Supplied passage:
Friday, October 8, 1999

Money probe
stretches from
Texas to Laie

An El Paso school fund once
headed by an isle man is
missing $4.7 million

By Susan Kreifels


Authorities in Texas are investigating as much as $4.7 million allegedly missing in workers compensation funds that were handled by a man who opened a controversial teen-reform camp in Laie, according to news reports and investigators there.

Mekeli Ieremia, chief executive officer of the Aloha Youth Academy, said he was suspended earlier this year from his job as director of risk management at Socorro Independent School District in El Paso, Texas, while officials looked into irregularities in the school district's funds.

But Ieremia stressed yesterday that he never came under any investigation.

Ieremia said he voluntarily resigned on advice of his attorney.

An El Paso Times report in April said unnamed school officials alleged that Ieremia siphoned district funds to a secret account while pretending to contract outside companies for background checks on prospective employees.

Capt. Ralph Mitchell, commander of the Criminal Investigation Division for the El Paso County Sheriff's Department, said there was an "open investigation" of allegations raised by Socorro school officials but would not comment further.

The newspaper also reported that the FBI there was investigating the allegations. The FBI office did not return a call yesterday.

"The injustice is putting my name in the paper," Ieremia said.

"They jumped the gun. I want to assure you there is no investigation whatsoever."

Ieremia, a former Brigham Young University and pro football player, said he was traveling to El Paso next week and would not comment further on the case until he returned.

Ieremia was also employed at the Queen's Medical Center as a senior human resources specialist and recruiter from May until recently. He said he quit so he could spend more time developing Aloha Youth Academy.

The program opened last April as a place where teens with behavior and substance-abuse problems could be rehabilitated. Seven youths -- two from Hawaii -- were treated there. But the state Department of Health last week said the last teen there must leave by Saturday because the facility lacks state licensing.

Aloha Youth has suspended operations until it gets the required licensing.

Academy director Jeff Pluemacher said he is applying for a special treatment facility license with the Health Department and will resume operations at a site to be determined.

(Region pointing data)
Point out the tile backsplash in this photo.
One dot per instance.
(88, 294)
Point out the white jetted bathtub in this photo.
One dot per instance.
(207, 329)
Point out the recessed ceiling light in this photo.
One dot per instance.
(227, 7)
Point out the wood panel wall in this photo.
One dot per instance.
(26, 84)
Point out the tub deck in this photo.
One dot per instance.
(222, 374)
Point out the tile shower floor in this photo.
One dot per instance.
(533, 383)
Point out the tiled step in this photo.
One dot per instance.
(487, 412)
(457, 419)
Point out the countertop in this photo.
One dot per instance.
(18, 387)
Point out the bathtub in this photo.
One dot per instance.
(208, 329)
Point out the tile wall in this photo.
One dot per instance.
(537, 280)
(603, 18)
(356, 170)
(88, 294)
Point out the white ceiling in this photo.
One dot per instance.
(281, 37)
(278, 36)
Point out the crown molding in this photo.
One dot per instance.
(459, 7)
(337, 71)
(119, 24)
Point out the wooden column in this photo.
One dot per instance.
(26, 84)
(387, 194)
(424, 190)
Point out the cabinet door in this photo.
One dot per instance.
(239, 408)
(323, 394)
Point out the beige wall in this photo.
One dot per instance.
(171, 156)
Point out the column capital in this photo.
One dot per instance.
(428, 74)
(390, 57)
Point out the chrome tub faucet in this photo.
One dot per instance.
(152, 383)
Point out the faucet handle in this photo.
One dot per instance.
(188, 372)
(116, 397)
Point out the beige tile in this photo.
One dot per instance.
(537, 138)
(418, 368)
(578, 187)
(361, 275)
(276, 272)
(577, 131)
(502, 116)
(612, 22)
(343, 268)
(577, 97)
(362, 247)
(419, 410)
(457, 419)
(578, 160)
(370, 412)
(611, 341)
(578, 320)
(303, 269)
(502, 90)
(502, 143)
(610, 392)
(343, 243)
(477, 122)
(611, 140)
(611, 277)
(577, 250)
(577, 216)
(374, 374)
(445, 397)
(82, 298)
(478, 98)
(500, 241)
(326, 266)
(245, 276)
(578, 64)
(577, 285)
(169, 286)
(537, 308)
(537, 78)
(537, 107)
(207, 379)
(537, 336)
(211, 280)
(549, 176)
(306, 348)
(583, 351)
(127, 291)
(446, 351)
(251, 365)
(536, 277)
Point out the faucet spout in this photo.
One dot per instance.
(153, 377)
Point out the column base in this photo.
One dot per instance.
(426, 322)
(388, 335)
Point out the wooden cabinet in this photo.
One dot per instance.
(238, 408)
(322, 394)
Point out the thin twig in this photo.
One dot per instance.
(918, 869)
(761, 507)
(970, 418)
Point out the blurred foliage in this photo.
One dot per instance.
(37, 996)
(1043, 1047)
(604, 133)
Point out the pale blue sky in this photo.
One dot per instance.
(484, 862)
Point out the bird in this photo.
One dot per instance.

Task list:
[1] For each statement, say yes or no according to the news article, and quote the words that decide it: (a) Ieremia said he resigned voluntarily on the advice of his attorney. (b) Three of the youths treated at the academy were from Hawaii. (c) The FBI office returned a call yesterday.
[2] Reproduce the news article between "By Susan Kreifels" and "and investigators there.", inclusive, renaming "teen-reform camp" as "youth rehabilitation camp".

Answers for this exercise:
[1]
(a) Yes: "Ieremia said he voluntarily resigned on advice of his attorney."
(b) No: "Seven youths -- two from Hawaii -- were treated there."
(c) No: "The FBI office did not return a call yesterday."

[2]
By Susan Kreifels


Authorities in Texas are investigating as much as $4.7 million allegedly missing in workers compensation funds that were handled by a man who opened a controversial youth rehabilitation camp in Laie, according to news reports and investigators there.